[Requirements] Collect every line in the records below that contains the word "scan", and copy each of those lines out in full.
========================
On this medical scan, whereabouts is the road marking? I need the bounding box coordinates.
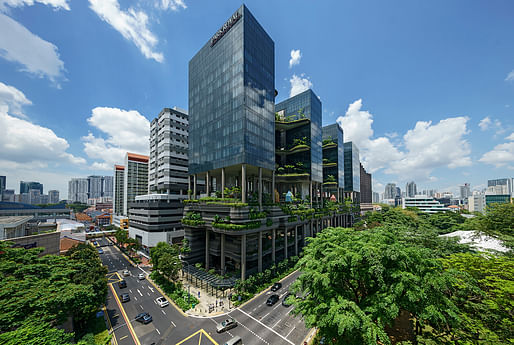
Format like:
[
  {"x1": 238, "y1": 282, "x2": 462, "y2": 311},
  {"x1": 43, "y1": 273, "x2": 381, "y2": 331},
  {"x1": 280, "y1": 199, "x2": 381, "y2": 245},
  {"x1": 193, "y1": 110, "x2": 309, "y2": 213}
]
[{"x1": 236, "y1": 309, "x2": 294, "y2": 345}]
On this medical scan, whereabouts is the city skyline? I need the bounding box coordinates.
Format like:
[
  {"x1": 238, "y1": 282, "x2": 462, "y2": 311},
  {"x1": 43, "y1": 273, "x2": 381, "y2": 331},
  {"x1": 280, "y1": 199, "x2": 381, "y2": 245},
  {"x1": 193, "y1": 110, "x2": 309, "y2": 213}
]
[{"x1": 0, "y1": 1, "x2": 514, "y2": 195}]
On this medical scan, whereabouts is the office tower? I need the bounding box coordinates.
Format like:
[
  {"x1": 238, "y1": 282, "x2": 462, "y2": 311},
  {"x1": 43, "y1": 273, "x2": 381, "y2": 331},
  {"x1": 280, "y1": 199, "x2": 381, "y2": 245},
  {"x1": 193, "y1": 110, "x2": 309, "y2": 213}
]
[
  {"x1": 68, "y1": 178, "x2": 88, "y2": 204},
  {"x1": 460, "y1": 183, "x2": 471, "y2": 200},
  {"x1": 405, "y1": 181, "x2": 418, "y2": 198},
  {"x1": 275, "y1": 89, "x2": 322, "y2": 199},
  {"x1": 102, "y1": 176, "x2": 113, "y2": 198},
  {"x1": 322, "y1": 123, "x2": 344, "y2": 201},
  {"x1": 360, "y1": 164, "x2": 373, "y2": 204},
  {"x1": 344, "y1": 141, "x2": 361, "y2": 202},
  {"x1": 123, "y1": 152, "x2": 148, "y2": 216},
  {"x1": 189, "y1": 5, "x2": 274, "y2": 202},
  {"x1": 20, "y1": 181, "x2": 43, "y2": 194},
  {"x1": 129, "y1": 107, "x2": 188, "y2": 248},
  {"x1": 112, "y1": 165, "x2": 125, "y2": 216},
  {"x1": 48, "y1": 190, "x2": 59, "y2": 204},
  {"x1": 87, "y1": 176, "x2": 103, "y2": 199},
  {"x1": 384, "y1": 183, "x2": 396, "y2": 200}
]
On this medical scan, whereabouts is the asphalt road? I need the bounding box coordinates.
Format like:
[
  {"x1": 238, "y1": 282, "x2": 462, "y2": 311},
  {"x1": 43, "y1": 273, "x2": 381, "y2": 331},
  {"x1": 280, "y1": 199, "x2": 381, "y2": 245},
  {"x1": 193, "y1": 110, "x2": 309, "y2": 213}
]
[{"x1": 100, "y1": 242, "x2": 309, "y2": 345}]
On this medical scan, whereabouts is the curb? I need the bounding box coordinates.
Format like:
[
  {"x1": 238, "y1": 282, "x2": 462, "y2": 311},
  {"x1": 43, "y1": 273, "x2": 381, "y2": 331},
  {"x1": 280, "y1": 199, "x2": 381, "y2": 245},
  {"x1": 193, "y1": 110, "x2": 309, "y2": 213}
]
[{"x1": 146, "y1": 275, "x2": 188, "y2": 317}]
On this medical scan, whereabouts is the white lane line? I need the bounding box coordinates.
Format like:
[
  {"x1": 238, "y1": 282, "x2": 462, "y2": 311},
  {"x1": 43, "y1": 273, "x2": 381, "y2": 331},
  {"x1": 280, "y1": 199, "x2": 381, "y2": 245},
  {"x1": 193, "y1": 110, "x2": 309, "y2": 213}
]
[{"x1": 236, "y1": 309, "x2": 294, "y2": 345}]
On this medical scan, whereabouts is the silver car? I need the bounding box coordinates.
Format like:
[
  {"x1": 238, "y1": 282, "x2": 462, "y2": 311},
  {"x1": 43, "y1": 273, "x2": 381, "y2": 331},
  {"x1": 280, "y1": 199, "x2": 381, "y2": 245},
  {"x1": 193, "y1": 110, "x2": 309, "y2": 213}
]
[{"x1": 216, "y1": 317, "x2": 237, "y2": 333}]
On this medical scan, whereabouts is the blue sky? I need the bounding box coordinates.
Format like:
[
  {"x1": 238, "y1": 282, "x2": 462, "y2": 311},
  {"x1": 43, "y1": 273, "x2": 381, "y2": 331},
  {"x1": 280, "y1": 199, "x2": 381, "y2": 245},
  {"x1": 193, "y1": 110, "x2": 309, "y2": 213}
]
[{"x1": 0, "y1": 0, "x2": 514, "y2": 197}]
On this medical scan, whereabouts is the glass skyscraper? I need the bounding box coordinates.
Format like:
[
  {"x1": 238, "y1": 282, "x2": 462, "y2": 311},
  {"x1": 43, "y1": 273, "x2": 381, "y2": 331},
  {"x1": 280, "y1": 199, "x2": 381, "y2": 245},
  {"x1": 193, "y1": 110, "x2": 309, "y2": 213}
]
[{"x1": 189, "y1": 5, "x2": 275, "y2": 175}]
========================
[Task answer]
On this medical scan, whereabouts is the road marking? I need the bounding box coordinates.
On this medical scan, whereabouts is the city skyline? I need the bounding box coordinates.
On this medical scan, whereabouts is the office tower? I need the bounding box coordinates.
On this medical scan, whereabouts is the asphalt road? I need the bounding box coordinates.
On this medical scan, whereabouts is the curb? I need the bounding box coordinates.
On this medical scan, whereabouts is the white lane line? I need the bounding box coordinates.
On this medical scan, whereabouts is the silver car? I need the bounding box coordinates.
On this medical scan, whereabouts is the blue sky? I need the bounding box coordinates.
On this medical scan, whereabouts is the glass skyscraper? I need the bounding box coordinates.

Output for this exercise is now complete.